→ **What is asked**: Edit the rows below by replacing "wooden board" with "wooden plank" and leaving everything else unchanged. Leave the pictures out of your answer.

→ **Excerpted records**:
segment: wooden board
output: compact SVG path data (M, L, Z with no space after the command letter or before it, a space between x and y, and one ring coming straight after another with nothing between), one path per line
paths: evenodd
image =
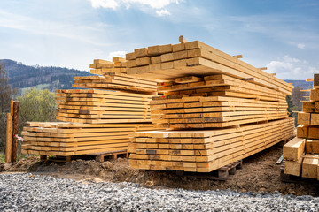
M5 162L12 161L12 116L7 114L6 123L6 142L5 142Z
M310 113L299 112L298 113L298 124L300 125L310 125Z
M284 173L294 176L300 176L303 157L300 157L298 161L285 161Z
M27 123L22 131L27 140L25 154L75 155L127 150L128 133L156 130L152 124L90 125L79 123Z
M307 178L317 178L319 155L306 154L302 163L302 177Z
M290 161L298 161L305 152L305 139L294 138L284 146L284 158Z
M319 140L306 140L306 153L307 154L319 154Z
M151 122L149 95L97 89L57 90L57 119L88 124Z
M209 172L289 138L292 131L293 119L287 118L240 128L135 132L129 139L130 166Z
M157 50L156 54L144 52L144 57L151 57L152 64L146 65L144 64L144 66L139 67L137 64L136 67L131 66L128 70L128 73L162 80L224 73L237 79L253 79L252 81L254 84L278 89L286 95L292 92L292 85L200 42L186 42L184 46L173 45L175 49L179 49L177 52L173 52L172 45L167 46L168 46L167 49L162 51L166 54L159 53ZM160 48L166 49L164 46L160 46L158 49L160 49ZM133 57L129 57L130 55L128 54L128 57L134 60ZM156 59L152 59L153 56L156 57ZM160 57L160 63L158 59ZM172 72L172 70L175 70L175 72Z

→ **Written answer**:
segment: wooden plank
output: compact SVG path data (M, L, Z with no space after the command letter or before it, a space between x and y, and one ring coming straight after another with nothing between), one path per line
paths: evenodd
image =
M5 162L12 161L12 116L7 114L6 123L6 142L5 142Z
M310 113L299 112L298 113L298 124L300 125L310 125Z
M284 173L294 176L300 176L303 157L300 157L298 161L285 161Z
M27 123L22 131L27 140L25 154L75 155L127 150L128 133L156 130L152 124L90 125L79 123Z
M307 178L317 178L319 155L306 154L302 163L302 177Z
M290 161L298 161L305 152L305 139L294 138L284 146L284 158Z
M319 140L306 140L306 153L307 154L319 154Z
M151 122L149 95L97 89L57 90L57 119L88 124Z
M209 172L289 138L292 131L293 119L287 118L240 128L135 132L129 139L130 166Z
M157 50L156 54L144 52L144 57L151 57L152 64L146 65L144 64L144 66L139 67L137 64L136 67L131 66L128 70L128 73L162 80L224 73L237 79L253 79L252 81L254 84L278 89L286 95L292 92L292 85L200 42L186 42L184 46L173 45L175 49L179 49L177 52L173 52L172 45L167 46L168 46L167 49L162 51L166 54L159 53ZM160 48L166 49L164 46L160 46L158 49L160 49ZM133 57L129 57L130 55L128 54L128 57L134 60ZM156 59L152 59L153 56L156 57ZM160 57L160 63L158 59ZM172 72L172 70L175 70L175 72Z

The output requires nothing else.